» Textblock
==*==

Was für ein „Vorweihnachtsgeschenk“ vom Spiegel, der mit den Geständnissen des Reportes Claas Relotius so überaus unterhaltsam das Jahr ausklingen lassen wird. Bis zu 55 Artikel soll der 34-Jährige für den Spiegel geschrieben/manipuliert haben; sein Wikipedia-Eintrag ist damit über Nacht doppelt so lang geworden.
Nun weiß allerdings jeder, der sich einmal mit dem Journalismus beispielsweise in den USA beschäftigt hat, dass US-Reporter gerne mal ein halbes oder ganzes Jahr an einer Geschichte sitzen dürfen, dass ihnen Rechercheure zur Seite gestellt werden, dass Interviews sogar grundsätzlich von der Redaktion transkribiert werden, während in Deutschland keine einzige Redaktion mehr bereit ist, eine ordentliche Reportage zu bezahlen. Deutschland ist im internationalen Vergleich tiefstes Karl-May-Land. Der hat bekanntlich schwungvoll vieler Herren Länder beschrieben ohne jemals dort gewesen zu sein.
Für besagten Claas Relotius vom Spiegel wäre so eine Endung unter seiner Würde wie weit unter seinen Möglichkeiten gewesen. Zweifellos auch wäre der vielfach mit Journalistenpreisen ausgezeichnete Reporter im fiktionalen Schreiben ein viel besungener Bestseller-Autor geworden. Wer würde behaupten, dass so eine Köpenickade, wie er sie dutzendfach beim Spiegel und wohl auch anderswo hingelegt hat, leicht wäre? Wir sind zwar beim Spiegel, aber ohne großes Talent geht es auch da nicht, wenn also so hohe Anforderungen an die Fantasie der Reporter gestellt werden. Und die Frage aller Fragen hat auch noch keiner gestellt: Ist wenigstens dieser exotische Name des Autors „Claas Relotius“ echt?
Nun kann man sich der Geschichte auf vielen Ebenen annähern, wir könnten darüber schreiben, wie sehr der tägliche Spiegeltext zur täglichen Suche nach der Wahrheit geworden ist – also nicht beim Redakteur, sondern beim Leser. Wir könnten uns fragen, wie es gelingen kann, diesen medialen Klüngel zu zerschlagen, der oft sogar noch jenen in der Politik, in den Schatten stellt und der gemeinsam den Mehltau über Deutschland kristallisiert hat.
„Anmerkung der SZ-Magazin-Redaktion: Claas Relotius hat zugegeben, in seinen „Spiegel“-Artikeln im großen Umfang Fälschungen veröffentlicht zu haben. Wir prüfen gerade, ob das auch für dieses Interview zutrifft.“
Wenn man allerdings heute unter dem Eindruck des Geständnisses ältere Interviews von Relotius liest, dann muss man sich schon fragen, wie so etwas durch die interne Dokumentation kommen konnte, wie das überhaupt von irgendjemandem geglaubt werden konnte, ohne augenblicklich eine peinliche Befragung und eine eingehende Überprüfung nach sich zu ziehen, wenn Relotius über einen New Yorker Schneider erzählt, der immer dann an den Orten dieser Welt zu gegen ist, wenn Außergewöhnliches passiert.

==*==

» Auszüge der Einträge
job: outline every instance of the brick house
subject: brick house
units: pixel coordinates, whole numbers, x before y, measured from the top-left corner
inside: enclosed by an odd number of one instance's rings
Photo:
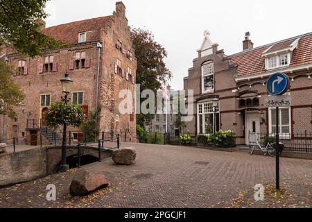
[[[248,144],[250,133],[275,131],[275,112],[266,108],[266,80],[276,72],[291,80],[291,108],[280,109],[281,139],[312,130],[312,33],[254,48],[247,33],[243,51],[226,56],[205,38],[184,79],[184,89],[194,90],[194,117],[187,123],[191,133],[209,134],[214,129],[232,130],[237,144]],[[218,101],[214,110],[213,101]],[[275,111],[275,110],[274,110]]]
[[[15,119],[1,117],[1,137],[23,139],[45,127],[44,114],[60,99],[60,79],[65,72],[73,80],[69,95],[73,103],[81,105],[86,114],[101,105],[100,130],[135,132],[135,115],[121,114],[118,109],[121,89],[130,89],[134,95],[137,69],[124,4],[117,2],[110,16],[49,28],[43,22],[42,31],[69,47],[44,50],[42,56],[35,58],[16,53],[6,55],[16,69],[14,78],[22,87],[26,99],[23,106],[16,108]],[[75,139],[81,136],[78,128],[69,130]]]

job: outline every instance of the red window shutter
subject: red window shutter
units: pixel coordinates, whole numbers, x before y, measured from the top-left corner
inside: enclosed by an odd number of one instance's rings
[[[85,68],[89,68],[90,67],[90,59],[87,58],[85,62]]]
[[[115,65],[115,74],[118,74],[118,65],[116,64]]]
[[[40,64],[39,65],[39,73],[40,74],[43,73],[43,64]]]
[[[73,70],[74,68],[75,68],[75,61],[70,60],[69,61],[69,70]]]
[[[23,74],[23,75],[27,76],[28,74],[28,67],[24,67],[24,74]]]
[[[53,64],[52,65],[52,71],[58,71],[58,62],[53,62]]]

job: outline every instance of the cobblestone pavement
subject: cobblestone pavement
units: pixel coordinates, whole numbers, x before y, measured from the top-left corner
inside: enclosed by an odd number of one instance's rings
[[[103,173],[108,189],[85,198],[69,195],[80,169],[0,189],[3,207],[312,207],[312,160],[281,159],[281,194],[275,184],[275,158],[192,147],[123,144],[137,152],[132,166],[110,159],[83,168]],[[48,184],[57,200],[46,200]],[[265,201],[252,200],[256,184],[267,189]]]

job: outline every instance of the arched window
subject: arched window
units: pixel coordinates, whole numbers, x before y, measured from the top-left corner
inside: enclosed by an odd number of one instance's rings
[[[252,100],[252,104],[253,104],[254,106],[259,106],[259,99],[258,98],[254,98]]]
[[[248,99],[246,100],[246,105],[247,106],[252,106],[252,100],[251,99]]]
[[[208,61],[202,65],[202,92],[214,92],[214,62]]]

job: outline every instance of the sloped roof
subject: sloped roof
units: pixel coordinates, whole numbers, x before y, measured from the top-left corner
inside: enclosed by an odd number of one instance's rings
[[[78,35],[84,32],[87,32],[87,42],[97,40],[100,39],[101,28],[110,17],[111,16],[101,17],[60,24],[44,28],[42,33],[70,44],[78,43]]]
[[[291,67],[312,63],[312,33],[296,36],[280,42],[269,44],[254,49],[229,56],[231,62],[237,65],[238,75],[245,76],[265,71],[265,58],[262,53],[288,47],[293,41],[300,38],[297,47],[294,50]]]

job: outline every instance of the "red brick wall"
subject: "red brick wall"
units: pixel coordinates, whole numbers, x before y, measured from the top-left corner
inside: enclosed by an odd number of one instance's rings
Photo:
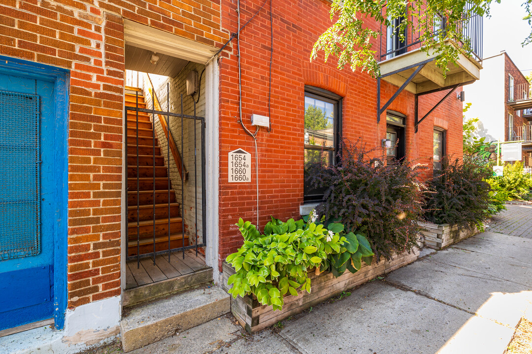
[[[243,2],[242,23],[247,21],[262,2]],[[343,97],[344,138],[359,139],[369,148],[380,146],[385,137],[386,118],[377,124],[376,80],[348,67],[336,68],[334,58],[309,62],[312,45],[331,22],[330,3],[319,0],[273,3],[274,54],[272,73],[271,131],[261,128],[257,135],[259,156],[259,215],[261,229],[270,215],[285,219],[299,217],[303,201],[303,116],[304,85],[331,91]],[[236,4],[223,2],[223,27],[237,31]],[[375,24],[369,25],[375,27]],[[268,115],[269,15],[263,11],[240,34],[243,120],[251,129],[252,114]],[[378,51],[378,48],[377,48]],[[234,224],[242,217],[256,220],[256,176],[253,160],[252,181],[230,184],[228,153],[242,148],[254,156],[253,140],[237,123],[238,83],[236,46],[220,61],[220,196],[219,252],[221,262],[242,243]],[[397,90],[383,83],[381,105]],[[420,98],[421,116],[446,92]],[[413,133],[414,97],[402,93],[389,109],[407,116],[406,146],[409,159],[432,165],[434,119],[447,129],[447,153],[462,154],[462,105],[453,94]],[[428,174],[430,174],[431,172]]]
[[[510,77],[508,76],[509,74],[513,76],[513,94],[515,99],[517,99],[518,85],[526,83],[527,81],[526,77],[516,66],[508,55],[504,53],[504,141],[508,141],[509,114],[513,116],[513,130],[516,133],[517,133],[517,127],[521,126],[523,124],[527,123],[526,120],[523,119],[522,111],[519,113],[520,116],[518,116],[513,108],[506,104],[506,102],[508,101],[508,98],[510,97]],[[523,161],[524,162],[524,160]]]
[[[208,45],[219,1],[4,0],[0,53],[71,70],[69,307],[120,293],[124,35],[128,19]]]

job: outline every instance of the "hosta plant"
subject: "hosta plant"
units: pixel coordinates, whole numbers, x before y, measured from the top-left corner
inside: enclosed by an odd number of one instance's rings
[[[228,284],[233,286],[229,292],[235,298],[253,294],[259,303],[271,305],[274,310],[282,309],[283,297],[288,292],[294,296],[298,290],[310,292],[307,272],[313,269],[319,272],[333,262],[341,269],[347,260],[340,265],[342,261],[335,261],[334,257],[346,253],[351,255],[348,247],[355,249],[353,244],[355,240],[358,241],[352,234],[342,236],[343,225],[337,223],[329,224],[328,228],[312,221],[305,223],[290,219],[283,222],[272,218],[264,227],[264,235],[242,219],[236,225],[244,242],[226,259],[236,271],[228,280]],[[356,248],[354,253],[358,244]],[[351,260],[351,255],[347,258]]]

==*==

» Aufgaben
(a) Erläutern Sie in ein bis drei Sätzen, weshalb der Text über Claas Relotius Deutschland als „tiefstes Karl-May-Land“ bezeichnet.
(b) Geben Sie aus dem Text über Claas Relotius den Abschnitt wörtlich wieder, der mit den Worten „Nun kann man“ beginnt und mit „Deutschland kristallisiert hat.“ endet.
Die Einträge sind für die Bearbeitung nicht erforderlich.

» Erwartete Antworten
(a) In den USA dürfen Reporter lange an einer Geschichte arbeiten, erhalten Rechercheure und bekommen Interviews von der Redaktion transkribiert. In Deutschland ist dagegen keine Redaktion mehr bereit, eine ordentliche Reportage zu bezahlen. Karl May hat bekanntlich viele Länder beschrieben, ohne jemals dort gewesen zu sein.

(b)
Nun kann man sich der Geschichte auf vielen Ebenen annähern, wir könnten darüber schreiben, wie sehr der tägliche Spiegeltext zur täglichen Suche nach der Wahrheit geworden ist – also nicht beim Redakteur, sondern beim Leser. Wir könnten uns fragen, wie es gelingen kann, diesen medialen Klüngel zu zerschlagen, der oft sogar noch jenen in der Politik, in den Schatten stellt und der gemeinsam den Mehltau über Deutschland kristallisiert hat.